# What you have to do
Give only the number of lines in the items below that contain the string "ceiling".

# Dataset excerpts
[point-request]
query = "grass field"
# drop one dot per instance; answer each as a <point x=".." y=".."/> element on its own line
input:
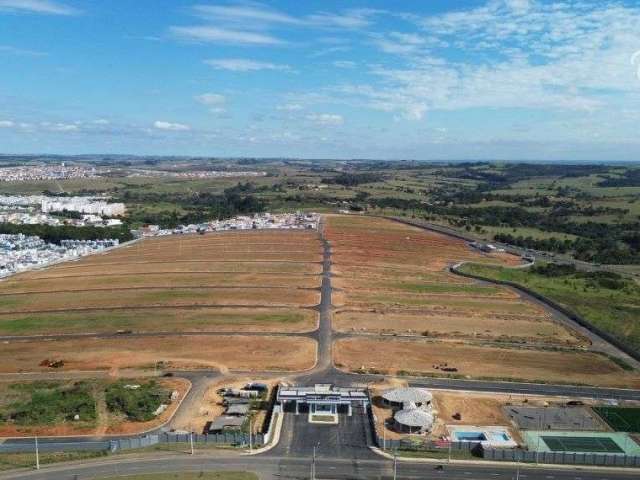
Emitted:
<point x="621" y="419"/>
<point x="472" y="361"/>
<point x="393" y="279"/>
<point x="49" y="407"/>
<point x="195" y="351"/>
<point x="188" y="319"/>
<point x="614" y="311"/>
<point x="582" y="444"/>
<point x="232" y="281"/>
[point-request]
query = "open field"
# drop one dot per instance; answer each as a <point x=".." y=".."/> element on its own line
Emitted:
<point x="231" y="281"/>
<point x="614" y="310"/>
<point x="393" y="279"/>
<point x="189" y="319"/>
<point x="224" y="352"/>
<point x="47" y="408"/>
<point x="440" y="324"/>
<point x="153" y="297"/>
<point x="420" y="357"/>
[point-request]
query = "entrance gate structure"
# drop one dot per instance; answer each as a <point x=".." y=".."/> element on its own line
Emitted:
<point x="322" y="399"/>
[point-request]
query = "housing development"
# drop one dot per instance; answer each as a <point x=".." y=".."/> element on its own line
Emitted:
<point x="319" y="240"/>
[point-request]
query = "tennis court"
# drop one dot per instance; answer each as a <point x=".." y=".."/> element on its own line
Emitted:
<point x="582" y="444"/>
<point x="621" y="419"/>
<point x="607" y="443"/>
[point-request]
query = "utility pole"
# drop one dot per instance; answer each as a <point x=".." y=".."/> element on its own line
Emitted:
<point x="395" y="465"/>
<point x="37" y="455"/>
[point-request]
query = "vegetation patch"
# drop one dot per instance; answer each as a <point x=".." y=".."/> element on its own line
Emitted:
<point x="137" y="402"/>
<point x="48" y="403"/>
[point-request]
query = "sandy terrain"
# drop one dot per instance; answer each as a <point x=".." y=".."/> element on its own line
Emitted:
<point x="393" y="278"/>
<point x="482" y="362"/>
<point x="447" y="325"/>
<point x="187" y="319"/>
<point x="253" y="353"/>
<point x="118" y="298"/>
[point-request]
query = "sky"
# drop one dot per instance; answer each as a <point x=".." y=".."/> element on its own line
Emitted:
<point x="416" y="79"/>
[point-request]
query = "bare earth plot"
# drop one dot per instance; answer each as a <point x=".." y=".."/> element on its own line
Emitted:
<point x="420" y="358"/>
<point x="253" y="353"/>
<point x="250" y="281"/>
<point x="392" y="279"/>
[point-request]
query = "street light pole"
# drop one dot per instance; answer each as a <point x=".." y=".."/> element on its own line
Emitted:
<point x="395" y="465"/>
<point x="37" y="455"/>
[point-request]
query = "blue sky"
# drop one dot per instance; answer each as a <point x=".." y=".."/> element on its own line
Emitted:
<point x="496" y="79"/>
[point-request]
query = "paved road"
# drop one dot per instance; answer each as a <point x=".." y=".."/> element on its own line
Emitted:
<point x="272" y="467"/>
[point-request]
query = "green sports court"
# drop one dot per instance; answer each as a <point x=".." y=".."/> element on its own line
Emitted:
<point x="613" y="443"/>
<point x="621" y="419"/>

* * *

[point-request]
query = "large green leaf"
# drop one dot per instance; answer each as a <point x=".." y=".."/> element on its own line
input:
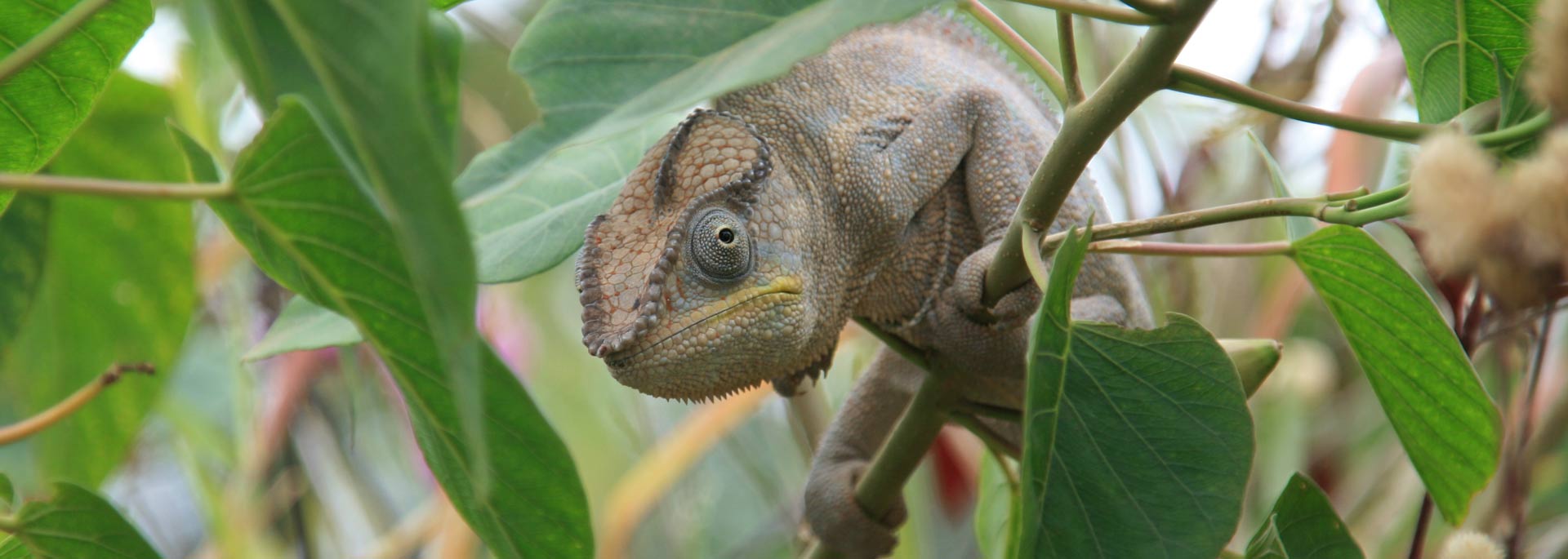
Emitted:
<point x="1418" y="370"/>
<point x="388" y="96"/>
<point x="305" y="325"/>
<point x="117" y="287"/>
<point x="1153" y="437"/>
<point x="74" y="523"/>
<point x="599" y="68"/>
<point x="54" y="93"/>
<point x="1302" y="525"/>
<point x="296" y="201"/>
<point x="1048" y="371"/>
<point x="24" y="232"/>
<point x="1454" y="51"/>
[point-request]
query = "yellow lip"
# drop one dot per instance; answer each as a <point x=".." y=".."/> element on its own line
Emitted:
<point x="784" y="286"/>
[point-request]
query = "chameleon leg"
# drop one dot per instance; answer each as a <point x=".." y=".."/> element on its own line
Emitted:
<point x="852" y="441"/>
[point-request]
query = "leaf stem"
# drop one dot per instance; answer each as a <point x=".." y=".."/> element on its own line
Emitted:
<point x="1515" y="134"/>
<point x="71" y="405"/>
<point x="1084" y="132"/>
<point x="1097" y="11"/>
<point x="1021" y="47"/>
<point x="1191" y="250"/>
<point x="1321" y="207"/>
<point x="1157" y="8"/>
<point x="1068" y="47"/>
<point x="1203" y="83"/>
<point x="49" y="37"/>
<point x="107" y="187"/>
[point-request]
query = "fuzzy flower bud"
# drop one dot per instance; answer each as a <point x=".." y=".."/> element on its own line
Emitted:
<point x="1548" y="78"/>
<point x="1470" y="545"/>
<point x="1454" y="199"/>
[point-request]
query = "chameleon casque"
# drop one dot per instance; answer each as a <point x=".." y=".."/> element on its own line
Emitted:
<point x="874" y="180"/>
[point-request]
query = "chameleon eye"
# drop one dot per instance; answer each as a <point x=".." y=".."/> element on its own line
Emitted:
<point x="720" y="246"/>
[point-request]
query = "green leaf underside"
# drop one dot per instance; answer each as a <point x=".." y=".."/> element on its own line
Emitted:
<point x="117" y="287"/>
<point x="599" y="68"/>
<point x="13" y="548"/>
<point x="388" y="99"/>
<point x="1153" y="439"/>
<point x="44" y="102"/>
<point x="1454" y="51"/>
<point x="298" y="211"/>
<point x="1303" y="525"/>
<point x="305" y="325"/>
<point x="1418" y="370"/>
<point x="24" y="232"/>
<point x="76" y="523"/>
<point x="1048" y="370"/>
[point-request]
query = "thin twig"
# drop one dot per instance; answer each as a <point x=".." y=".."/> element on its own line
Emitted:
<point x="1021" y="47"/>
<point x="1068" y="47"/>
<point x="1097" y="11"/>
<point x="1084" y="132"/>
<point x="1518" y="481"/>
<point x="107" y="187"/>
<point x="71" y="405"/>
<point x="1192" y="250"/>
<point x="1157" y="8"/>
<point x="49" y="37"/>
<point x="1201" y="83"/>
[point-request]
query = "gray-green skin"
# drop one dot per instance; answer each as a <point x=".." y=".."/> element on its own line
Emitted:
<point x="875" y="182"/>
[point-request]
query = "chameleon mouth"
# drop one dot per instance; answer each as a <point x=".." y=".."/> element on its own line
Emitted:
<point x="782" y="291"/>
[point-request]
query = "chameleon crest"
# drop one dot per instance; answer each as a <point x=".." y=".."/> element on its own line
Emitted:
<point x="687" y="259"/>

---

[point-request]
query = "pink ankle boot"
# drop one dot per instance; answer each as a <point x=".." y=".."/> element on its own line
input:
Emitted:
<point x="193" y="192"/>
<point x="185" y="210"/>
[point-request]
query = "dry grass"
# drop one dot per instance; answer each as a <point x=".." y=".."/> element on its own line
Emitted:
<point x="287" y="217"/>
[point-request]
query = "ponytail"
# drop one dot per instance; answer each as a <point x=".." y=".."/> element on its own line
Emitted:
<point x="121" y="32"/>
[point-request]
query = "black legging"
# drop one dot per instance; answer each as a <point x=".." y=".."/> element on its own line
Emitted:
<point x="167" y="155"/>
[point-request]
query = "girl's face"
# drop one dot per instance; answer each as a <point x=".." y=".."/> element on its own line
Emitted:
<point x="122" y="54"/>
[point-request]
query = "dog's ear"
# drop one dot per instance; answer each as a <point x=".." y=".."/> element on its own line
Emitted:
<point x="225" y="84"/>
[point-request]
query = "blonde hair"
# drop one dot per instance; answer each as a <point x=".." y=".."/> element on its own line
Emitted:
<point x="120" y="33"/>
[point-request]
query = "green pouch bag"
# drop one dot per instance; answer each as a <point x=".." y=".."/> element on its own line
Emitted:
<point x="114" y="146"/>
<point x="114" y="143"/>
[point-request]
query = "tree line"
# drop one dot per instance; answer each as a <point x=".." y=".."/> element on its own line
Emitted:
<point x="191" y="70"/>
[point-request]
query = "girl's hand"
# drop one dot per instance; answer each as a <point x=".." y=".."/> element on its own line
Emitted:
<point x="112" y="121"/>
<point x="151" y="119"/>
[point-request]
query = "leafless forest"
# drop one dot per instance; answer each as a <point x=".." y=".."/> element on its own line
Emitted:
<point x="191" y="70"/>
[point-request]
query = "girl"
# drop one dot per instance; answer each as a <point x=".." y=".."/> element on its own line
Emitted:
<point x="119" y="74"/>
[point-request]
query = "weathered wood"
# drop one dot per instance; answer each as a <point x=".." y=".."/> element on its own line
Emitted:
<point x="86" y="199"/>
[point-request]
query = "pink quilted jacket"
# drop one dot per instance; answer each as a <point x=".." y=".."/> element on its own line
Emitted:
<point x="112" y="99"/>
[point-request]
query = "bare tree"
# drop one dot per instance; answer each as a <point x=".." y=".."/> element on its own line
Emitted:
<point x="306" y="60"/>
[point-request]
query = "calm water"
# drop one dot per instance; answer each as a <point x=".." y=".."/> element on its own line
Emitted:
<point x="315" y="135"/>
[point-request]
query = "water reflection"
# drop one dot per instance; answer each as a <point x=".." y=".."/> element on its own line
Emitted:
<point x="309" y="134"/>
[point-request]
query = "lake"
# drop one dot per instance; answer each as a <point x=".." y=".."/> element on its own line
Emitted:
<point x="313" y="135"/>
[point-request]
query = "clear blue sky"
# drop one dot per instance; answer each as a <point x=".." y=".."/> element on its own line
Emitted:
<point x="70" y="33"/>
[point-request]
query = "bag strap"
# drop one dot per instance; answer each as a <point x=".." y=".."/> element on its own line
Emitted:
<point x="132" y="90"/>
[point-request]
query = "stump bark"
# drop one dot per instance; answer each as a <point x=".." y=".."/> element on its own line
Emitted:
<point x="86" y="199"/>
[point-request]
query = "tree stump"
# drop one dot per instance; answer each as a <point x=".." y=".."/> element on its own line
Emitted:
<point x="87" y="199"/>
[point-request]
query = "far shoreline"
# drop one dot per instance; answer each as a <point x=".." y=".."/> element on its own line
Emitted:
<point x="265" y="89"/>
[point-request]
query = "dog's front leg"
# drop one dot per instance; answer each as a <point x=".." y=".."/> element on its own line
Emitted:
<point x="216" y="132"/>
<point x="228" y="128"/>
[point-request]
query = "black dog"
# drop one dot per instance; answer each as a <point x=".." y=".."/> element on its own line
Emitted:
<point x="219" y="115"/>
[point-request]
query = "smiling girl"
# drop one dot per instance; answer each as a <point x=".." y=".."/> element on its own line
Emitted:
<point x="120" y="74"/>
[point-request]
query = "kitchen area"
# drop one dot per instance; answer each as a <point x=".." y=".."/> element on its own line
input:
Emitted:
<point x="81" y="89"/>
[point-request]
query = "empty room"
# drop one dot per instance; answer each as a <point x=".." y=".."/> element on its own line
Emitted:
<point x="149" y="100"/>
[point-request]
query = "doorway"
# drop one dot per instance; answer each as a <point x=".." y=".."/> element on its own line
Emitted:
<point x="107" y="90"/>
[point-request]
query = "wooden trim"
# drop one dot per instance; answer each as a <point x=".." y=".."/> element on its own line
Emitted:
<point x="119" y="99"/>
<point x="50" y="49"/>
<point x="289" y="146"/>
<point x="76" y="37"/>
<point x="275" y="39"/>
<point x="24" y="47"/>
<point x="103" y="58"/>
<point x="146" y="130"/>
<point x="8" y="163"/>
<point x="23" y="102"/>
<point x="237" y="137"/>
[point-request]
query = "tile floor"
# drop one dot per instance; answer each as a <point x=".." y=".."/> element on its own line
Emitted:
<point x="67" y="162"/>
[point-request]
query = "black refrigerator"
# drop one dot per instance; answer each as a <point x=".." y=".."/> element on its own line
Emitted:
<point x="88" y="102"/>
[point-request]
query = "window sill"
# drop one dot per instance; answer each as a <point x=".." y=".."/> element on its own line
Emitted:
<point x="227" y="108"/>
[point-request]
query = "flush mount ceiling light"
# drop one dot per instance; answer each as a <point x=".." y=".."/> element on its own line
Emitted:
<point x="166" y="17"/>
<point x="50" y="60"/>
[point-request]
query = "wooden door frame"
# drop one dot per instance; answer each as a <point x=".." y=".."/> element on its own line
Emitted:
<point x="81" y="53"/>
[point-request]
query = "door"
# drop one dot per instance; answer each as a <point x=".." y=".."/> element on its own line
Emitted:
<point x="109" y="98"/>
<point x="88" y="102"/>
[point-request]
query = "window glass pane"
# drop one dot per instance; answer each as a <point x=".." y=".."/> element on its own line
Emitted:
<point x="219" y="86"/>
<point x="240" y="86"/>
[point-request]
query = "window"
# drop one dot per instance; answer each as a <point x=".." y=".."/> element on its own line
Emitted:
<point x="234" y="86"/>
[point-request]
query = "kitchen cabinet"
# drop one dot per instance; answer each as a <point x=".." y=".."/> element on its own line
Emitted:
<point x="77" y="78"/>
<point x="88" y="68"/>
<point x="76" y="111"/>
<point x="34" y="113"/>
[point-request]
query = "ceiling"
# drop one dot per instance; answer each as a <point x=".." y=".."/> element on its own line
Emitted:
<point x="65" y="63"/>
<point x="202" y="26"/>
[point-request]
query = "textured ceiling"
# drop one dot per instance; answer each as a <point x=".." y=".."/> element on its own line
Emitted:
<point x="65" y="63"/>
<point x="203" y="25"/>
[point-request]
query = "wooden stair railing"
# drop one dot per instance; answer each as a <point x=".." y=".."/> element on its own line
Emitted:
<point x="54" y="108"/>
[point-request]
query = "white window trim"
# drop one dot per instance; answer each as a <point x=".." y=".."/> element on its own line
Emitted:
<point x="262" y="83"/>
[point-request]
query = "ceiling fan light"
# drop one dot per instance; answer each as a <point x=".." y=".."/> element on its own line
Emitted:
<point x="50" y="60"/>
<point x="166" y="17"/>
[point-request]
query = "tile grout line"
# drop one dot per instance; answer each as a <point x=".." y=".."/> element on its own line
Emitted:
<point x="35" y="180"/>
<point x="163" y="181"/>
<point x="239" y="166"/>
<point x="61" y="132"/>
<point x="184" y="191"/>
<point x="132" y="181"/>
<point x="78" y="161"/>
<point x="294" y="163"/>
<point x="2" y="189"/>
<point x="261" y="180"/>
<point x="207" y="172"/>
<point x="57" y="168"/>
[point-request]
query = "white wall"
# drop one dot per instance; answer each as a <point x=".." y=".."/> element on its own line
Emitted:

# Solution for this task
4